**WHAT YOU HAVE TO DO:**
Write out exactly the lines running from the one that contains "Q: For each instance of the fluffy" through the end of the material.
==== EXERCISE MATERIAL
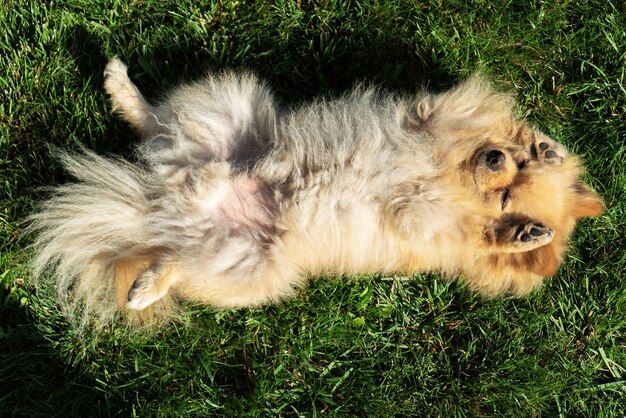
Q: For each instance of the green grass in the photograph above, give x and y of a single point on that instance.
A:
(366, 346)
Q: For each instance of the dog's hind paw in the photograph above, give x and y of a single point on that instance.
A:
(149, 286)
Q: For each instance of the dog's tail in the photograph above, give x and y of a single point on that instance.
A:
(90, 237)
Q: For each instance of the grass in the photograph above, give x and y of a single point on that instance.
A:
(367, 346)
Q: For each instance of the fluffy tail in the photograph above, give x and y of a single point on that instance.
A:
(88, 233)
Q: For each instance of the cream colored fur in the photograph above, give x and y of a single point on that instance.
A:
(236, 201)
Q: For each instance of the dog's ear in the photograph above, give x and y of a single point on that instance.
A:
(588, 203)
========
**WRITTEN SOLUTION:**
Q: For each instance of the fluffy tail in the photograph above, give x and y of a single point on that instance.
A:
(88, 233)
Q: For each instance of the cream colored fur in the photograph above, give x and y of a single point on that instance.
A:
(236, 201)
Q: For each instance of the dog's ear in the photograph above, give x and y of a single point on that instance.
A:
(588, 203)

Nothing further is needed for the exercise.